It is being piloted in classes composed of large numbers of at-risk students. Through field trips and small group hands-on classroom tasks, the students identify systemic interrelationships among different environmental factors. They apply these understandings to analyzing potential policy options for local environmental restoration.

Tasks are scaffolded to support deep student thinking. For example, in a brainstorming activity that asks students to identify the effects of what settlers of European descent did to the rivers of the Puget Sound, students are provided with a list of effects that they need to connect to lists of causes, then explain their reasoning for each connection. The presentation of selection choices is a scaffolded alternative to simply asking students to come up with open-ended explanations of impacts. The use of selection as a scaffold is also applied to the objective of getting students to think about policy options for their tribe for environmental restoration. Choices of possible restoration policies are presented and students select from the choices. However, before selecting, they make a list of questions for which they would want answers before making a final decision on which choice is best. Then, the process of decision making is further scaffolded by being broken into two stages. The two stages are represented by two different yet related evaluative questions: "How would your choice serve the tribe the best?" and "Why would your choice likely be the one that is most successful?"

WORK ORDER 1:
Answer these questions about the curriculum passage:
(a) In what kind of classes is the approach being piloted?
(b) Whose actions on the rivers of the Puget Sound does the brainstorming activity ask students to consider?
(c) What do students list before choosing a restoration policy?
WORK ORDER 2: Please continue the curriculum passage, starting after its final sentence about the two evaluative questions.

EXTRACTED INFORMATION:
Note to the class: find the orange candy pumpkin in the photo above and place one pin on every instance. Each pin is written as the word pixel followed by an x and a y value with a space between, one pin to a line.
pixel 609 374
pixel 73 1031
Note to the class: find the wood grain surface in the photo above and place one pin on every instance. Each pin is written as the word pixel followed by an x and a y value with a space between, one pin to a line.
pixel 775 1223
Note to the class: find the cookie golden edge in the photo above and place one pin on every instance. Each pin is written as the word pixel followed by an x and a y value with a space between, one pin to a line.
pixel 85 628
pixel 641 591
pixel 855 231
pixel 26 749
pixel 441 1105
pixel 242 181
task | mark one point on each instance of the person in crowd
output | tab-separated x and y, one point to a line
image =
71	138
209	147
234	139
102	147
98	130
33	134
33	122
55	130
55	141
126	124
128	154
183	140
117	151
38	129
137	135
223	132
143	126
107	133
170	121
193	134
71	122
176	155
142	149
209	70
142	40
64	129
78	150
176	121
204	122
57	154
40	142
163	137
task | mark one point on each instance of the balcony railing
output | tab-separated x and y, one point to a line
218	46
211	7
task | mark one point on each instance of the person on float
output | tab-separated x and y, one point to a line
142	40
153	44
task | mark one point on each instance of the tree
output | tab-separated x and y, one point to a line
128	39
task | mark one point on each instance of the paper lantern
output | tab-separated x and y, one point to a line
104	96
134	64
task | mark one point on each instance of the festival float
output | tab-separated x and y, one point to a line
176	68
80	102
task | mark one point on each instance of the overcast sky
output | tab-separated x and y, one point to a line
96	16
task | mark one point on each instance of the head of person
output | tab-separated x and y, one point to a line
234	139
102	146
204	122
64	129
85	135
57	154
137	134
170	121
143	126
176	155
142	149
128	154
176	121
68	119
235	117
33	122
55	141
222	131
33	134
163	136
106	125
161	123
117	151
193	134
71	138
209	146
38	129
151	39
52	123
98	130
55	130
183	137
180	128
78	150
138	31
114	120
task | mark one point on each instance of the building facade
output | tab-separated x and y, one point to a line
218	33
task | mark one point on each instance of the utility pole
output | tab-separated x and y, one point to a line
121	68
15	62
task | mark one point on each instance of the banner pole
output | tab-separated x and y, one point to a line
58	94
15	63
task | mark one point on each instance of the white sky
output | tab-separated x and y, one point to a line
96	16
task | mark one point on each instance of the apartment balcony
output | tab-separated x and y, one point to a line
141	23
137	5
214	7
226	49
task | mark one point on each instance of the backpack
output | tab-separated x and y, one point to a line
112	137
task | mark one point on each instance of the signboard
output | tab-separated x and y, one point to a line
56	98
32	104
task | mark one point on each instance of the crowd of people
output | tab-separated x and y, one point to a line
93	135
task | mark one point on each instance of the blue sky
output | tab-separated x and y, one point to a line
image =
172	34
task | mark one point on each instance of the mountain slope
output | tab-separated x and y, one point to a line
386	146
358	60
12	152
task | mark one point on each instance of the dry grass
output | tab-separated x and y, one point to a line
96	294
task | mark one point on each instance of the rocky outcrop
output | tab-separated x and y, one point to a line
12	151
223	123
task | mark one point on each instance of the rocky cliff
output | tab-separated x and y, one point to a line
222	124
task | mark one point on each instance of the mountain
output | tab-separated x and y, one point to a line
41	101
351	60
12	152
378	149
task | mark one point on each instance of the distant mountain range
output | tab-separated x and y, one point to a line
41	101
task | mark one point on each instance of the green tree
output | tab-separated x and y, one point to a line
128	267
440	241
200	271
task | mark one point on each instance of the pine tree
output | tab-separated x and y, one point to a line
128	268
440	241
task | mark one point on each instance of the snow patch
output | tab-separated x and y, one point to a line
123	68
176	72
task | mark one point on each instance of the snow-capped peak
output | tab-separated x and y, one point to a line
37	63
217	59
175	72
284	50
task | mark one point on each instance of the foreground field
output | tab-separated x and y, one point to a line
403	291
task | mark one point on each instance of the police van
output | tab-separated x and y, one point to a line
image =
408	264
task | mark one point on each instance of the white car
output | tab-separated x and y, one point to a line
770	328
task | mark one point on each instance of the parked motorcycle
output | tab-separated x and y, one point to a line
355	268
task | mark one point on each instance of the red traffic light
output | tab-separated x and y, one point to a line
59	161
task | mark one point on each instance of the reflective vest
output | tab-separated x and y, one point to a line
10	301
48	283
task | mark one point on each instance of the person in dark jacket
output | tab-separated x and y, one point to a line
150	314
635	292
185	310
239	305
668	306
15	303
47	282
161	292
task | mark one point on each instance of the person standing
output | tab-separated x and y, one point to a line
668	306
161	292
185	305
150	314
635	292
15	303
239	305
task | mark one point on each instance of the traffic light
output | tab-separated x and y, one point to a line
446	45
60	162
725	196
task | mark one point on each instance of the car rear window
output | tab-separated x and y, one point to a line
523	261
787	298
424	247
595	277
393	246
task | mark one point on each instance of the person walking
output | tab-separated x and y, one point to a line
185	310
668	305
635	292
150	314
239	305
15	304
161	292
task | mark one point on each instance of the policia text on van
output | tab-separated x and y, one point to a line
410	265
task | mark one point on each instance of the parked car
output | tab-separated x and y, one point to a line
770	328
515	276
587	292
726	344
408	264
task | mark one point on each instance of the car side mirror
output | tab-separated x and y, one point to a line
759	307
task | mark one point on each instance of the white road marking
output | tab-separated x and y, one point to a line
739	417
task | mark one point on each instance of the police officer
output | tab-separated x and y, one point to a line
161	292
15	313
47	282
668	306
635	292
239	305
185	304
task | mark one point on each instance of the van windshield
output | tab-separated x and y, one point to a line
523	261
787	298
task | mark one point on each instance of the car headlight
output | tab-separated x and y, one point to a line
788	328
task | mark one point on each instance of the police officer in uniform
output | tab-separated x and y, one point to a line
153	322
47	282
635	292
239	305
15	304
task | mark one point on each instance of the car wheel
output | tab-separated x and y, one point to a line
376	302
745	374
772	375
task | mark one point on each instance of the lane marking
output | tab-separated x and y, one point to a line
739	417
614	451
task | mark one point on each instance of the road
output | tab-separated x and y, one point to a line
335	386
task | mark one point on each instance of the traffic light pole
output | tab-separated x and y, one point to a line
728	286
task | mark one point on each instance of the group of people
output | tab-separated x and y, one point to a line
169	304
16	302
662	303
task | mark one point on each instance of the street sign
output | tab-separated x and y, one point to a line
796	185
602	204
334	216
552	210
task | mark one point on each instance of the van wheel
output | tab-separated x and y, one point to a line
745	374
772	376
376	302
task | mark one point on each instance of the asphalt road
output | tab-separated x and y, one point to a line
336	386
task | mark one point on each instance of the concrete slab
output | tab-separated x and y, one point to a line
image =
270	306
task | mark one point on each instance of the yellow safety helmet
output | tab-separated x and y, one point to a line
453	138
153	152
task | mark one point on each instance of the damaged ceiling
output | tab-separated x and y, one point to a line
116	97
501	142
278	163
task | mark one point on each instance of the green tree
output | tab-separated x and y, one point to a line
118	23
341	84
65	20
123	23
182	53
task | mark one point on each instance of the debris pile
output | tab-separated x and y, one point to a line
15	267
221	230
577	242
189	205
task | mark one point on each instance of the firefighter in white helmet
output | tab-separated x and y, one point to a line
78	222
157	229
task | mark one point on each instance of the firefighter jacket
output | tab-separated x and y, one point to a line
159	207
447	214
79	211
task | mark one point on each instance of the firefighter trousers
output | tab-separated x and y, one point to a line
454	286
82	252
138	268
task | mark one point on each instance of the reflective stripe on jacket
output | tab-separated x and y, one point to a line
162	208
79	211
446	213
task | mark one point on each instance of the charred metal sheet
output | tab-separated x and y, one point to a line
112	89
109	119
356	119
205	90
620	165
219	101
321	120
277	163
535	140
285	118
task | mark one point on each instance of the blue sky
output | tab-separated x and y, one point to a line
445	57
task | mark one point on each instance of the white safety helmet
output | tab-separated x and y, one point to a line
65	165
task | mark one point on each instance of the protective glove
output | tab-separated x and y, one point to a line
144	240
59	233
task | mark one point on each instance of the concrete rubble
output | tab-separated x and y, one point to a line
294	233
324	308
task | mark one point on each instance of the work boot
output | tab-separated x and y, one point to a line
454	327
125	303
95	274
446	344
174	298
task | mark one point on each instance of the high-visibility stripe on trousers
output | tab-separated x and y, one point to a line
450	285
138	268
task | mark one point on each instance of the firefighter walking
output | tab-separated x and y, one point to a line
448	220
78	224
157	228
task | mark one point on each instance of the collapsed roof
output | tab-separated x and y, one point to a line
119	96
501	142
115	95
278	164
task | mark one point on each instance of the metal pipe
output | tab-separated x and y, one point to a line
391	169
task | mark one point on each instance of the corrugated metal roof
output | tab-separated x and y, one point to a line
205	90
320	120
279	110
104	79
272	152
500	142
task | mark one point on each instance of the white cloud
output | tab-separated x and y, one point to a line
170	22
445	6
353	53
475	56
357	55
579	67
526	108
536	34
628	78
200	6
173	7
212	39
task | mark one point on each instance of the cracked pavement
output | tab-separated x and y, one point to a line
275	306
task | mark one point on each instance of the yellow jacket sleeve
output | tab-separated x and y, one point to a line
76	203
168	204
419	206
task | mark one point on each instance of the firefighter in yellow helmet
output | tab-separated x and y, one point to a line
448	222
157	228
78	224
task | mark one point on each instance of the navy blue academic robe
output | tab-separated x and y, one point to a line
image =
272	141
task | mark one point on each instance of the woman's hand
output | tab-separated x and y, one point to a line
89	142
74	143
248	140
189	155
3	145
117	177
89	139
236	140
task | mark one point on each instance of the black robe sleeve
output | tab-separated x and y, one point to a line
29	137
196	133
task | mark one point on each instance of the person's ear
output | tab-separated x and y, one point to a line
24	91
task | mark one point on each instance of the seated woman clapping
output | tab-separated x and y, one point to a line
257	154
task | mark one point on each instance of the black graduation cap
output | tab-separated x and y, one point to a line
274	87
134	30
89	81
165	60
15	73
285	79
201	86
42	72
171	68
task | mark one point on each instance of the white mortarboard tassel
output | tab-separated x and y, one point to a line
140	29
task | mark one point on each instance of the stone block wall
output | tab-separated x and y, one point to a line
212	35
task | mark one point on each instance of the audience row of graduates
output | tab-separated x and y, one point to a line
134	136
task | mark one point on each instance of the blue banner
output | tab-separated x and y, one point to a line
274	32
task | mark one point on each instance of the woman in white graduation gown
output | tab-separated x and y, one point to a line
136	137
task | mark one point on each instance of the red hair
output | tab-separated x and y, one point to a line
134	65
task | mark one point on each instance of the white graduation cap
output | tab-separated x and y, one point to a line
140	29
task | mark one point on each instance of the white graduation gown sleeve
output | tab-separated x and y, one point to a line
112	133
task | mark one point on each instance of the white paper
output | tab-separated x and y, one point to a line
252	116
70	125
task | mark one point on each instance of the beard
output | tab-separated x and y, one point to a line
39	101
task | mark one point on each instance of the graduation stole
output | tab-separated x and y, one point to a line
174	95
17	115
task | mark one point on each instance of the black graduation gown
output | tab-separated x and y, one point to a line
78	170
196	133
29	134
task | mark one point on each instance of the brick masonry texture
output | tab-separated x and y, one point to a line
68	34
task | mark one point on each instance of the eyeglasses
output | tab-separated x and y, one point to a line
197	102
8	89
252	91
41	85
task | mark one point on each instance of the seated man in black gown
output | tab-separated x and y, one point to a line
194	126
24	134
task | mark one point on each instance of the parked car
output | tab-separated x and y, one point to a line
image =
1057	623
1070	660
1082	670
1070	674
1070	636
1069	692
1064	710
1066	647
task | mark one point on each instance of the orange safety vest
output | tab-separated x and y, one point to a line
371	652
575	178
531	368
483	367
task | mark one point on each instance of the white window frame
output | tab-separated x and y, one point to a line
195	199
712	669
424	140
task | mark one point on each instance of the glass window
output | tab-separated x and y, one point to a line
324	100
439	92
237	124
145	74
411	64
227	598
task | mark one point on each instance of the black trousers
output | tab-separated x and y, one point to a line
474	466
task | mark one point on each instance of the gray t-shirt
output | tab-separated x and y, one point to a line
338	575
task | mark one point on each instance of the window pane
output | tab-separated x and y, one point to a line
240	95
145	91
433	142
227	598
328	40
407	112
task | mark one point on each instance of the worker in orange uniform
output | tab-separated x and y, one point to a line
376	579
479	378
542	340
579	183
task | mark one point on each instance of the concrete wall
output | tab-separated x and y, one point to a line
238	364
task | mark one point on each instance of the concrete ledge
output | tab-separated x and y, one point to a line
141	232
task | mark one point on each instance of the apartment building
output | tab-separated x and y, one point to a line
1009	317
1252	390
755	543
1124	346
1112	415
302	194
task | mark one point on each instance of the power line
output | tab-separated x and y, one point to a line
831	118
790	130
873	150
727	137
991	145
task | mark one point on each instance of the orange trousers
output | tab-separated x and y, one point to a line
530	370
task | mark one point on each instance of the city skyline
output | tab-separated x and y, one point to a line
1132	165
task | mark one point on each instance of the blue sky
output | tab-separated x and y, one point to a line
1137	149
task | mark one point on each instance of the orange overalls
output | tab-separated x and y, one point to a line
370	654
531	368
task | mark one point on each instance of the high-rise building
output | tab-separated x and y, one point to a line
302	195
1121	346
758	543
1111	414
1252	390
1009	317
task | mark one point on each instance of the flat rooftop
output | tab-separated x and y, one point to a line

TASK ANSWER 1:
(a) Classes made up of large numbers of at-risk students.
(b) The actions of settlers of European descent.
(c) The questions they would want answered before deciding which choice is best.

TASK ANSWER 2:
Both the high school and undergraduate versions introduce important concepts through analogies. In the undergraduate lesson about alternative futures for environmental systems, students are presented with analogous alternative future scenarios pertaining to unrelated topics (e.g., the relationship between taxation policies and school funding in a particular community and the relationship between the economic health of polluting companies and the physical health of community members affected by the pollution). The point of first introducing these less cognitively demanding analogous scenarios that call up prior knowledge is to cultivate in the students a deep understanding about how alternative future scenarios represent the interests of different stakeholders in a particular system and how analysis of findings from the alternative future models present an opportunity for different stakeholder groups to negotiate policies that serve their mutual interests. By presenting the less cognitively demanding analogous scenarios first, the curriculum makes it easier for students to understand the essential characteristics of alternative future modeling first, then apply that understanding to the more cognitively demanding topic of river restoration.

In the high school version of the curriculum, this practice of introducing less cognitively demanding analogies about a big idea prior to engaging students in thinking about the big idea is applied to the broad theme of what constitutes a system. A definition of how a natural environment is a system is introduced, followed by references to other examples of systems such as the human body, a business, a machine, and an ocean.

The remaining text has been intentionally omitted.